◆ Text block ◆

<<<<

# Instant pay 50 cents charge



## JBinPenfield (Sep 14, 2017)

My app says I can input my debit card number and have instant access to payments, but there is a charge of 50 cents. Its not clear when the 50 cents applies - Every day? Every month? Every time you do a ride? If its every month then its worth it. every day not so much. Every ride, I'll pass.


----------



## tohunt4me (Nov 23, 2015)

JBinPenfield said:


> My app says I can input my debit card number and have instant access to payments, but there is a charge of 50 cents. Its not clear when the 50 cents applies - Every day? Every month? Every time you do a ride? If its every month then its worth it. every day not so much. Every ride, I'll pass.


Rohit in India needs his 50 cents.
1/2 a days pay !
RESOLVED !


----------



## sd1303 (Nov 11, 2015)

JBinPenfield said:


> My app says I can input my debit card number and have instant access to payments, but there is a charge of 50 cents. Its not clear when the 50 cents applies - Every day? Every month? Every time you do a ride? If its every month then its worth it. every day not so much. Every ride, I'll pass.


50 cents each time you request an instant pay (each time you "cash out"). If you cash out daily, you pay it daily...


----------



## chitown73 (Jul 18, 2017)

JBinPenfield said:


> My app says I can input my debit card number and have instant access to payments, but there is a charge of 50 cents. Its not clear when the 50 cents applies - Every day? Every month? Every time you do a ride? If its every month then its worth it. every day not so much. Every ride, I'll pass.


It clearly tells you that the $0.50 cents charge is each time you use the "instant pay". It's not deducted from the current balance, it will be leave a - $0.50 balance after you transfer the money. I only use it if I really need the following money right away because it only takes 5 mins to deposit where the bank deposit on Monday takes 2-3 days to clear.


----------

>>>>

◆ Activity list ◆
1. In the instant pay thread, how long does chitown73 say the bank deposit on Monday takes to clear?
2. Update the instant pay thread from "## tohunt4me (Nov" to "his 50 cents." so that "bank card" replaces "debit card", and give that part in full.

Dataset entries
<<<<

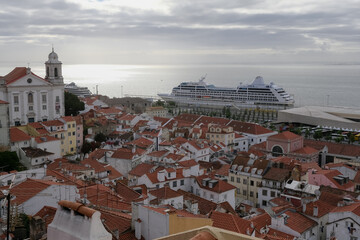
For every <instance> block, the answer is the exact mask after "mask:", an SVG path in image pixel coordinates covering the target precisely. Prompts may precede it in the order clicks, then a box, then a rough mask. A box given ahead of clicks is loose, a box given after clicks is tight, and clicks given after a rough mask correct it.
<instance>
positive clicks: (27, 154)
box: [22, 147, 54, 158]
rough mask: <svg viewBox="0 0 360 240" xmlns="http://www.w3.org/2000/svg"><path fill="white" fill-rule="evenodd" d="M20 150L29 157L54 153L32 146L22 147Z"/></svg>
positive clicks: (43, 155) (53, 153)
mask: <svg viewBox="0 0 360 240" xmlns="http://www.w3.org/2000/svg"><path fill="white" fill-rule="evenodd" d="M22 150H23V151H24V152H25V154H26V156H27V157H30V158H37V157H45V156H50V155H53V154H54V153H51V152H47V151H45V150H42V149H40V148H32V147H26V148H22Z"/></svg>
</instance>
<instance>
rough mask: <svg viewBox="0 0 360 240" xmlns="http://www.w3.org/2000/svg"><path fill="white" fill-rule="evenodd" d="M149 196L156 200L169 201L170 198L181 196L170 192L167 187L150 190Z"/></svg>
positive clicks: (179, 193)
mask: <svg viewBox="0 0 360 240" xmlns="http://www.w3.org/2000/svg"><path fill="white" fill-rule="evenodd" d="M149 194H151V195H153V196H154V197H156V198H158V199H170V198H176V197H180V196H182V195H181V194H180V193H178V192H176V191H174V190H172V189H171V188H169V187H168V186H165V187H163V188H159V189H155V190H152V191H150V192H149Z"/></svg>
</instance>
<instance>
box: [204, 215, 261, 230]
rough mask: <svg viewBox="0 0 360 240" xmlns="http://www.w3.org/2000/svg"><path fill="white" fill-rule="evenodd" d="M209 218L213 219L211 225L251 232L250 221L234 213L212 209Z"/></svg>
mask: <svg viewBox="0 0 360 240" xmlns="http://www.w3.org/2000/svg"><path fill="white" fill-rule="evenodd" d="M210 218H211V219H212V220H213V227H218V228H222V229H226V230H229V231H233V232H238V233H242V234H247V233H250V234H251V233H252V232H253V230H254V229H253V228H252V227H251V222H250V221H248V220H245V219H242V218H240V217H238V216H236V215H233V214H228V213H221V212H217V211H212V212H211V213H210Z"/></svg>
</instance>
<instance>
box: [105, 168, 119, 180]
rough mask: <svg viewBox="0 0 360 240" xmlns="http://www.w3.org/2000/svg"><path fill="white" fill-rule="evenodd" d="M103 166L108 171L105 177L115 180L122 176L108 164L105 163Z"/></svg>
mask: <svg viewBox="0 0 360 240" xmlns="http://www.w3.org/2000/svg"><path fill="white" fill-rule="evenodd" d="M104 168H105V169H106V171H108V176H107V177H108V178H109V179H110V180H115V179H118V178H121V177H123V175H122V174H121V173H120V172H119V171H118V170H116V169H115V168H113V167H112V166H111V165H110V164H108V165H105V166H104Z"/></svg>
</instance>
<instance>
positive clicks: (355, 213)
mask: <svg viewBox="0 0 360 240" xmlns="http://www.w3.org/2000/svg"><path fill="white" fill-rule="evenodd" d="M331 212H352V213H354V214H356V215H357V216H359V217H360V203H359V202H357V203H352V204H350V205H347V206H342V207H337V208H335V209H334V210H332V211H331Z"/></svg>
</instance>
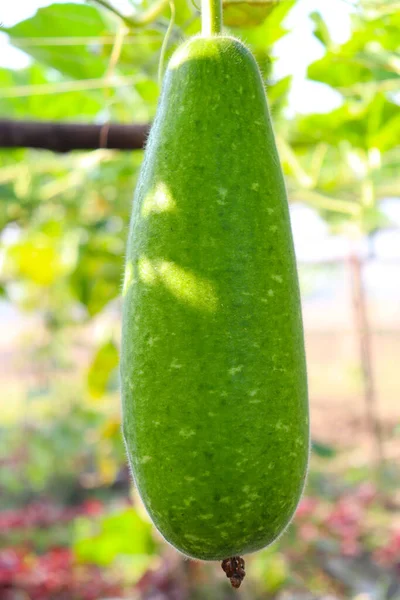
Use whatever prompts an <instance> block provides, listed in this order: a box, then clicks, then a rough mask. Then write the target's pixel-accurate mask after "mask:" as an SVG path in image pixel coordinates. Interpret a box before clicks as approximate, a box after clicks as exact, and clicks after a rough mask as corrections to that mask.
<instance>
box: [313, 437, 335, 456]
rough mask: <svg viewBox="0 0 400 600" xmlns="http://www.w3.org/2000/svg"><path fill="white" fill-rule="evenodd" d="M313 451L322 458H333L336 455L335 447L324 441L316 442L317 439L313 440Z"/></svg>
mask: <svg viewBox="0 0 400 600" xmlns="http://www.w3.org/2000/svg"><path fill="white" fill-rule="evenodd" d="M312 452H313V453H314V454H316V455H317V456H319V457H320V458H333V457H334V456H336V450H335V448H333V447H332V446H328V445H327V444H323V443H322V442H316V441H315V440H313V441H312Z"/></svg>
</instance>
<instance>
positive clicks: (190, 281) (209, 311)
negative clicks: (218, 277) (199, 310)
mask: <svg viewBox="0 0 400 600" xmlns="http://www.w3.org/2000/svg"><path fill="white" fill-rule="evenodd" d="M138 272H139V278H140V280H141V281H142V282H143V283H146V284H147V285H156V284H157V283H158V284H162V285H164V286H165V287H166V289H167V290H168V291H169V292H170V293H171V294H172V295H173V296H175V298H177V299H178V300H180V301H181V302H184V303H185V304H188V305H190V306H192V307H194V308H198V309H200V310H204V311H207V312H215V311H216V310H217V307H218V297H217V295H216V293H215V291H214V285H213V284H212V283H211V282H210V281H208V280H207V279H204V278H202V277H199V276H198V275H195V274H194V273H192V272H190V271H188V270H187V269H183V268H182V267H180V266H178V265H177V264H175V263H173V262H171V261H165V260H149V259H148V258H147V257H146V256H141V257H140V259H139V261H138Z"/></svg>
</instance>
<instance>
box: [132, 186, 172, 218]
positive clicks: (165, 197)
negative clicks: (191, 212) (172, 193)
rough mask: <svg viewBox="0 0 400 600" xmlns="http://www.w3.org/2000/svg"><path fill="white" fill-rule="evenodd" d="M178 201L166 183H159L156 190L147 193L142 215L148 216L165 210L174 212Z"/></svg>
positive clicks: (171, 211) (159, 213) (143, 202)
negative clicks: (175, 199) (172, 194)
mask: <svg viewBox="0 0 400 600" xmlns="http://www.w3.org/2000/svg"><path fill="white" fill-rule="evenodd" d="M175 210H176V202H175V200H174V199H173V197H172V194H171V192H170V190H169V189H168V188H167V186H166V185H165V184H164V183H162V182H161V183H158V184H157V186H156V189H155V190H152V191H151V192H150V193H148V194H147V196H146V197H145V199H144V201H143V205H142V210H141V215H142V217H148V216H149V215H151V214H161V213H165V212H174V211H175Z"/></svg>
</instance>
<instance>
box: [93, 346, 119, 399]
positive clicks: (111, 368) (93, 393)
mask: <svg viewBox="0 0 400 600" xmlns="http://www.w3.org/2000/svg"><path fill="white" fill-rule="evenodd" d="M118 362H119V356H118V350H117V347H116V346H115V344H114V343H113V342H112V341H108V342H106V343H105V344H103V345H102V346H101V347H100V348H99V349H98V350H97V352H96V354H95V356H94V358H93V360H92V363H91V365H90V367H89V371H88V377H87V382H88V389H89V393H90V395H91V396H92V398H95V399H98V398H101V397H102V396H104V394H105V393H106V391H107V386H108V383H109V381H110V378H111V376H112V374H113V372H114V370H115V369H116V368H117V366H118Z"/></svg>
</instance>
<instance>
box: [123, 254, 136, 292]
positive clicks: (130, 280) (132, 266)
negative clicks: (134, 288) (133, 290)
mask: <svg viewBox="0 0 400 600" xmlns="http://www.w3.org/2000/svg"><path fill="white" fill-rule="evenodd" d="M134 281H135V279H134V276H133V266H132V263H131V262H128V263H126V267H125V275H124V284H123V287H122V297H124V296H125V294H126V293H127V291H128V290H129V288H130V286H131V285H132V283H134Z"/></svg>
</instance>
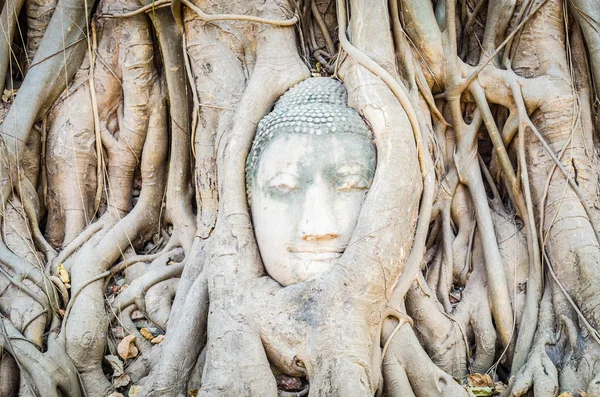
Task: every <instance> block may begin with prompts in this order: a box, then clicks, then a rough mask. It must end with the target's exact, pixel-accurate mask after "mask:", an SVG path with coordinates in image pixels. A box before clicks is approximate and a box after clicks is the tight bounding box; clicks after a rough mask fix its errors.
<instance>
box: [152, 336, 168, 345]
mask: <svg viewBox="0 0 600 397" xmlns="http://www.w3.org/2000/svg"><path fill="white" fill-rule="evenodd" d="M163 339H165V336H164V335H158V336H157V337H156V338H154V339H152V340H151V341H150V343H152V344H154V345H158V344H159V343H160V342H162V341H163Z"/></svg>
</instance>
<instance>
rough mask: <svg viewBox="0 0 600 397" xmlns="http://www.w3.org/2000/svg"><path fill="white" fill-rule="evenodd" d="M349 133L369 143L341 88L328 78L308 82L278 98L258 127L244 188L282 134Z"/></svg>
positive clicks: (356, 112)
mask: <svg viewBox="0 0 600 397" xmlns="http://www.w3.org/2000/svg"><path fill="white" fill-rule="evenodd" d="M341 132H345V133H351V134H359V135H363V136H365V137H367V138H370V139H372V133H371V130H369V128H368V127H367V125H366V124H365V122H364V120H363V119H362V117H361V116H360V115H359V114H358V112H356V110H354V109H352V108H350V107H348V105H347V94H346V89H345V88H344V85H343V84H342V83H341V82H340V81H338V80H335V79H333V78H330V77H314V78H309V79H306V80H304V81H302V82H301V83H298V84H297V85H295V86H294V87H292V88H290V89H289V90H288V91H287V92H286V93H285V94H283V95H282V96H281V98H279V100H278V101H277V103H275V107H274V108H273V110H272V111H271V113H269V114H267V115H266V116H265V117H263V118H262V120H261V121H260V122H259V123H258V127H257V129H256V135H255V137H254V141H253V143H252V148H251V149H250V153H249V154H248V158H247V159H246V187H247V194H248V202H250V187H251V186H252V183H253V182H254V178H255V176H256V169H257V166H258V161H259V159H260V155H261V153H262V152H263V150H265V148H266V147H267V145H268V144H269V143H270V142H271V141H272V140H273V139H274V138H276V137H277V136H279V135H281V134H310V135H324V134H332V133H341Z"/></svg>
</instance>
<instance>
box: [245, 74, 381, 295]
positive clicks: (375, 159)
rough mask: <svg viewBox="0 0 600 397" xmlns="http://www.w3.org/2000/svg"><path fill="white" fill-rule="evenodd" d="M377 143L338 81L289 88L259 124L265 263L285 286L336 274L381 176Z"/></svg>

>>>>

◆ Answers by item ◆
1. 2-3 days.

2.
## tohunt4me (Nov 23, 2015)

JBinPenfield said:


> My app says I can input my bank card number and have instant access to payments, but there is a charge of 50 cents. Its not clear when the 50 cents applies - Every day? Every month? Every time you do a ride? If its every month then its worth it. every day not so much. Every ride, I'll pass.


Rohit in India needs his 50 cents.